[PAGE start]

The US$400 billion gas deal signed between Russia’s giant state-owned corporation Gazprom and China last week is 16 times larger than its predessor in the supply of gas to China - a US$25 billion LNG project based on offshore Western Australian gas signed more than ten years ago.
To put it in context, the project will transfer 38 billion cubic metres (bcm) of gas per year, which is close to a third of total Russian pipelined exports to Europe, and compares with the 592 bcm/y of total Russian production in 2012.
As with Australian and other suppliers, Russia, with the world’s largest gas reserves, is seeking similar Asian markets including Japan, which currently imports a total of 119 bcm of LNG per year. In 2012 Australia exported 28 bcm of LNG of which 20 bcm went to Japan.
So should Australia be seriously concerned about the deal? One comment from the industry was that Australia’s LNG exporters must cut their costs in the face of an increasingly competitive Asian market (and despite the lucrative high prices still ruling there in the shorter term).
Diversifying China’s gas sources
China is already close to taking delivery of gas pipelined from the Central Asian republic of Turkmenistan, and Russian supplies of conventional gas to China can be viewed as competing also with non-conventional gas from sources such as Eastern Australia (coal seam gas), and the US (prospective shale gas exports to Asia). China itself has a non-conventional gas resource twice the size of that estimated for the US, but not without significant environmental challenges and constraints.
Asian and other gas importers also stand to benefit from normalisation of Iran’s international status, assuming this can be achieved as a result of current negotiations designed to curb Iran’s nuclear weapons aspirations. Iran is the world’s largest holder of conventional gas resources after Russia. The team negotiating with Iran on the nuclear weapons issue significantly includes both Russia and China, as permanent members of the UN Security Council along with the US.
The Russia-China gas contract is take-or-pay and the price of the contract price for the gas is to remain linked to international oil prices rather than to spot gas prices. China has obtained other important concessions in return.
A sensitive political dance
With this pipeline deal, the US is now looking at a multidimensional agreement between two great powers, Russia and China, often designated (however problematically) as its “adversaries”. The arrangement has also been viewed as part of a Russian “pivot” to the East countervailing the much vaunted US version.
Meanwhile in the context of the Ukraine crisis, some US figures had urged export of LNG to the European Union based on the vastly expanded US shale gas resource. This would supposedly undercut Russia’s access and influence in the EU. This threat was hard to sustain given the long infrastructure lead times involved, the competitive strength of Gazprom, and the Russia-EU gas grid already in place and developing ─ notably to reduce dependence on the gas transit state of Ukraine.
More lucrative markets for US-sourced LNG beckon in Asia where gas prices have been as high as $18/GJ compared with only $5/GJ in the US (1 Gigajoule = 0.95 million British thermal units). This gap reflects the time-lags in constructing relevant infrastructure to liquefy and ship the LNG. Also at issue are the transport and handling costs for LNG versus those for transcontinental pipelined gas. These potential US LNG exports are said to trail planned Russian pipelined supplies to Asia by 3-4 years.

[PAGE end]
[DATASET SECTION start]

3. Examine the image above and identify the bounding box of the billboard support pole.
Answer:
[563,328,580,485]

[DATASET SECTION end]

> [WHAT IS ASKED]:
**A.** In the article on the Russia-China gas deal, translate this sentence into Spanish: "Iran is the world’s largest holder of conventional gas resources after Russia."
**B.** List every country named in the article on the Russia-China gas deal.
**C.** Answer these questions from the article on the Russia-China gas deal:
(i) How much gas did Russia produce in total in 2012?
(ii) What are the high gas price in Asia and the price in the US?
(iii) By how many years are potential US LNG exports said to trail planned Russian pipelined supplies to Asia?

> [THE REPLIES]:
**A.** Irán es el mayor poseedor mundial de recursos de gas convencional después de Rusia.

**B.** Russia, China, Australia, Japan, Turkmenistan, the United States, Iran, Ukraine

**C.**
(i) 592 bcm
(ii) As high as $18/GJ in Asia, compared with only $5/GJ in the US
(iii) 3-4 years